*Your instructions:*
Give the lines below as a Markdown table with the columns "Row" and "Line", leaving out blank lines. Include only the lines from the first one through the line containing "41], [162, 75]]".

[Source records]
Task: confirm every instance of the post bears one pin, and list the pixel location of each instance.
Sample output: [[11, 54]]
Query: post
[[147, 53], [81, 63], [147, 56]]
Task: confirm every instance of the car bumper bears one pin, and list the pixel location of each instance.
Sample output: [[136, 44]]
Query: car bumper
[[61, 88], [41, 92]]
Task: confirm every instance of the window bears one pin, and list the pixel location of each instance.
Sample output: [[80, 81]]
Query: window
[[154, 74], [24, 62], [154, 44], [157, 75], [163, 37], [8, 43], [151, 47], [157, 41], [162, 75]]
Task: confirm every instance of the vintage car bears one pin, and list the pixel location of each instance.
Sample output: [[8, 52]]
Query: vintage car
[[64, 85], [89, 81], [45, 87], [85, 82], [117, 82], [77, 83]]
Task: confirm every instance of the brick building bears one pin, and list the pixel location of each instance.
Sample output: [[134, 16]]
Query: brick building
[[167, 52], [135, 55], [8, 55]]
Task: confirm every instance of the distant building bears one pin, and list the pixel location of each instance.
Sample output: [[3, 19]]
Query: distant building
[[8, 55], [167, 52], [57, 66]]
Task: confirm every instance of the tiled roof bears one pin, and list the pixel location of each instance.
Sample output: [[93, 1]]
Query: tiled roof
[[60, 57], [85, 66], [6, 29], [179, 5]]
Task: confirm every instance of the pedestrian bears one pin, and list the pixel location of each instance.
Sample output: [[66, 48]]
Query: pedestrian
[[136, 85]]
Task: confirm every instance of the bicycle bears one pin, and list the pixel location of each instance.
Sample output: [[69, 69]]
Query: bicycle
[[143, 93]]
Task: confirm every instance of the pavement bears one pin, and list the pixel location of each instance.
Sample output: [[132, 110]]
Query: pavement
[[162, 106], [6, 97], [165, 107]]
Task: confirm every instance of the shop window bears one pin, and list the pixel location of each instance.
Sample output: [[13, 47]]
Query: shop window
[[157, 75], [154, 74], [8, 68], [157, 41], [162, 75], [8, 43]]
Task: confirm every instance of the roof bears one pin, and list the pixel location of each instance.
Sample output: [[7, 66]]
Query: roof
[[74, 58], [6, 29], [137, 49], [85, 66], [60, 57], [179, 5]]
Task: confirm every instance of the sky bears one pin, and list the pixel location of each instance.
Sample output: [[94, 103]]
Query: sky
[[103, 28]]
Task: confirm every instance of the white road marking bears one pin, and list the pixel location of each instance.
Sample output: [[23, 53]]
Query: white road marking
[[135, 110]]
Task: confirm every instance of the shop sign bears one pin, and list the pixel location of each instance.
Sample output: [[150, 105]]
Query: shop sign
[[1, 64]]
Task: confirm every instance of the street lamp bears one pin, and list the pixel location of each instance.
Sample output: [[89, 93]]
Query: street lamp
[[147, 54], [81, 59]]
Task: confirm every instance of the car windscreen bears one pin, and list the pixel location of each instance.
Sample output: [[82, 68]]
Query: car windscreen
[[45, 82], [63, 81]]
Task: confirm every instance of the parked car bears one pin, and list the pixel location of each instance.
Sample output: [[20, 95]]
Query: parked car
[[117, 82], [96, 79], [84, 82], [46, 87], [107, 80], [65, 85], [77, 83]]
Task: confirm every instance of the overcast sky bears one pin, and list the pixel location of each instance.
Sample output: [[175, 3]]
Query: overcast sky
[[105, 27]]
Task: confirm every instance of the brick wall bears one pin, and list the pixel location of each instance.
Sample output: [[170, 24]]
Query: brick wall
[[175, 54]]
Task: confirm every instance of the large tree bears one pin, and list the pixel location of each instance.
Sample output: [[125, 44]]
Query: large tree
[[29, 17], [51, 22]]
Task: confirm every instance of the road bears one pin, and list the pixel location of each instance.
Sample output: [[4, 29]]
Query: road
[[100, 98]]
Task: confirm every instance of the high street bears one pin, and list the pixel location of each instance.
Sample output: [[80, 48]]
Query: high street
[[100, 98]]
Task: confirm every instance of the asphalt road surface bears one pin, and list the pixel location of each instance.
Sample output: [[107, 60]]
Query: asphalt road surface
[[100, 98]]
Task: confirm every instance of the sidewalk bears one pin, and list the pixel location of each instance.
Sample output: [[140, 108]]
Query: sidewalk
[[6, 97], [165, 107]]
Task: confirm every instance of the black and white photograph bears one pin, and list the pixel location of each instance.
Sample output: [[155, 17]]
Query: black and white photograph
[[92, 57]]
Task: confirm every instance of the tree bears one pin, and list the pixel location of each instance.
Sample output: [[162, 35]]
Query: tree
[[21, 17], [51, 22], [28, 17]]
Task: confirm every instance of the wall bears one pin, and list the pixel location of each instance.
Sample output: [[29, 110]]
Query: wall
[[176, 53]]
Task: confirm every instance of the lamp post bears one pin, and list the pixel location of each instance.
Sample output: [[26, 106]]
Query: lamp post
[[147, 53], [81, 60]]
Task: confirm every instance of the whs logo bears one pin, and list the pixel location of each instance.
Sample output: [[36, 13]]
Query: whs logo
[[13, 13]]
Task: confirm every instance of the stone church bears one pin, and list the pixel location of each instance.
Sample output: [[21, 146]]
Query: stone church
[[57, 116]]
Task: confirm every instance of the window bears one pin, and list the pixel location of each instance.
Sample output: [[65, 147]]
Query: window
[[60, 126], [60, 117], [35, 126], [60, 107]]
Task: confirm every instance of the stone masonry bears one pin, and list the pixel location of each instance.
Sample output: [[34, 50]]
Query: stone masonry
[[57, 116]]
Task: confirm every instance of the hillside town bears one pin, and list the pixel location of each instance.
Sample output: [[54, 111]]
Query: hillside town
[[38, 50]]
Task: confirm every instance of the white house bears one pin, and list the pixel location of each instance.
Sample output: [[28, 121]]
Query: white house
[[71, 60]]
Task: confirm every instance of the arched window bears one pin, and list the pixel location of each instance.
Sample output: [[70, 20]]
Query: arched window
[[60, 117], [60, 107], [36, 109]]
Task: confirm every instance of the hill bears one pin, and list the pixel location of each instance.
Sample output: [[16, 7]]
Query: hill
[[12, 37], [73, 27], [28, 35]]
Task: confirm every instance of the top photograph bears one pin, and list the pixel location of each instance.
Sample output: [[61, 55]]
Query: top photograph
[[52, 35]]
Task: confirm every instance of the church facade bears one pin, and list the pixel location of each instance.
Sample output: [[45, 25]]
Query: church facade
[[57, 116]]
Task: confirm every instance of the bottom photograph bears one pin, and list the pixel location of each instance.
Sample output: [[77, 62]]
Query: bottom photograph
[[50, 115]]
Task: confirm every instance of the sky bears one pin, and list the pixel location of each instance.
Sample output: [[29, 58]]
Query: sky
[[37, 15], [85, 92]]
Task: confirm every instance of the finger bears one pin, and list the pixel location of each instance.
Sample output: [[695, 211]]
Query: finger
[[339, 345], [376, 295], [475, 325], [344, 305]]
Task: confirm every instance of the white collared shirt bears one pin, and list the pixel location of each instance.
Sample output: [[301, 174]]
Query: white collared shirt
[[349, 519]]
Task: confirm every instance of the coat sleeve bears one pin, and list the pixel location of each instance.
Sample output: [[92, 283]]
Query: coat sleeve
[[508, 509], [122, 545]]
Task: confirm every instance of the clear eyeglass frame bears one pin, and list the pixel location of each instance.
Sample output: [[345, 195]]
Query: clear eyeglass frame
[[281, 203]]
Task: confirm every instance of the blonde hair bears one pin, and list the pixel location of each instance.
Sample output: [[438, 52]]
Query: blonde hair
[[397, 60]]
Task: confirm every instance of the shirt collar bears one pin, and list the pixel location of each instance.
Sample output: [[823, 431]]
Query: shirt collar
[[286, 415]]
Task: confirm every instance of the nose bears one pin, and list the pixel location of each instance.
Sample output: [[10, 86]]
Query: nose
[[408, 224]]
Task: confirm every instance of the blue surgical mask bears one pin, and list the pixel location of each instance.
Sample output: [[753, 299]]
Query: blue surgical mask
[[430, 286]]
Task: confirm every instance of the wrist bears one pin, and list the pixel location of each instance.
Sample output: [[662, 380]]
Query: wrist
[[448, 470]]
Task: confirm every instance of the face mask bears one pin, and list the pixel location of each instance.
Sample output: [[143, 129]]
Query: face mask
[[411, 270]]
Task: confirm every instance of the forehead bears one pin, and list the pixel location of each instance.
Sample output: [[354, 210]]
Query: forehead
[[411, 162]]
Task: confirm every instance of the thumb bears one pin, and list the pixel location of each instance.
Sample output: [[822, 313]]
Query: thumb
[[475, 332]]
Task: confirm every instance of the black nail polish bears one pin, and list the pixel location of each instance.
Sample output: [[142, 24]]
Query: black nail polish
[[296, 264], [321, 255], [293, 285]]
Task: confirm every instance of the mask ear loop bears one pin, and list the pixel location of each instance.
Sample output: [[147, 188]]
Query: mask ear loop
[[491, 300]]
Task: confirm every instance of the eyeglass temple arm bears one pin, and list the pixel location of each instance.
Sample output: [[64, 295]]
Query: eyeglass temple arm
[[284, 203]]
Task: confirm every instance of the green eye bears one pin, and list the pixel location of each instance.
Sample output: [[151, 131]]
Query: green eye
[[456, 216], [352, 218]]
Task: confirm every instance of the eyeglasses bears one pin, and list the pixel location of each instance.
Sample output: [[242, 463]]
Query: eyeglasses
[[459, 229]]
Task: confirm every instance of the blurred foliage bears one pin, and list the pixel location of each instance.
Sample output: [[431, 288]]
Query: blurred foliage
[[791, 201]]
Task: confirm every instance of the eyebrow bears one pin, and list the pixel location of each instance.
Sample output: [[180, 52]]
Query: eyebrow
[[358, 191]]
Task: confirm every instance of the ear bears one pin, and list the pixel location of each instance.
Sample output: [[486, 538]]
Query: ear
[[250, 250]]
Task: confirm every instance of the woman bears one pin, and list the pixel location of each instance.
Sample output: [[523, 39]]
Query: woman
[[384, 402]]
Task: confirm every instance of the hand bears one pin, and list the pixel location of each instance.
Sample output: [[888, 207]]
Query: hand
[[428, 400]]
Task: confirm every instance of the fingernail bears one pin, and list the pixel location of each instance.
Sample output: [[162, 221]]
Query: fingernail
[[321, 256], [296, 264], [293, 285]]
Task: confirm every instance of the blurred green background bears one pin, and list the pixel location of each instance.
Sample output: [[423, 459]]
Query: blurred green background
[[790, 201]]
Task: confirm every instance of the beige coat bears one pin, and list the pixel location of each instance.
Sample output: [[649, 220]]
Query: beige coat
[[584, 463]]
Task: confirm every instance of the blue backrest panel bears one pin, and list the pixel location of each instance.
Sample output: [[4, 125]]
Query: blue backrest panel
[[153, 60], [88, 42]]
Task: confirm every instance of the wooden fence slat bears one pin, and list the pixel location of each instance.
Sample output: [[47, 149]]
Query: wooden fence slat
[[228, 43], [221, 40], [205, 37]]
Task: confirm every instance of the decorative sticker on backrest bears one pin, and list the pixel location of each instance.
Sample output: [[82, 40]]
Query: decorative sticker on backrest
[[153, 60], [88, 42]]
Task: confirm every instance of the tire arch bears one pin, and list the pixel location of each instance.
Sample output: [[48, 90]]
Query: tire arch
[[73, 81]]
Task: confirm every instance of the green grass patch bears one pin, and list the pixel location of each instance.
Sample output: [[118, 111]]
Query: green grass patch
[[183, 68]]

*The completed task:*
| Row | Line |
|---|---|
| 1 | Task: confirm every instance of the post bears one pin, and list the pixel location of each instance. |
| 2 | Sample output: [[11, 54]] |
| 3 | Query: post |
| 4 | [[147, 53], [81, 63], [147, 56]] |
| 5 | Task: confirm every instance of the car bumper bears one pin, and list the pixel location of each instance. |
| 6 | Sample output: [[136, 44]] |
| 7 | Query: car bumper |
| 8 | [[61, 88], [41, 92]] |
| 9 | Task: confirm every instance of the window bears one pin, and list the pixel location of each instance. |
| 10 | Sample output: [[80, 81]] |
| 11 | Query: window |
| 12 | [[154, 74], [24, 62], [154, 44], [157, 75], [163, 37], [8, 43], [151, 47], [157, 41], [162, 75]] |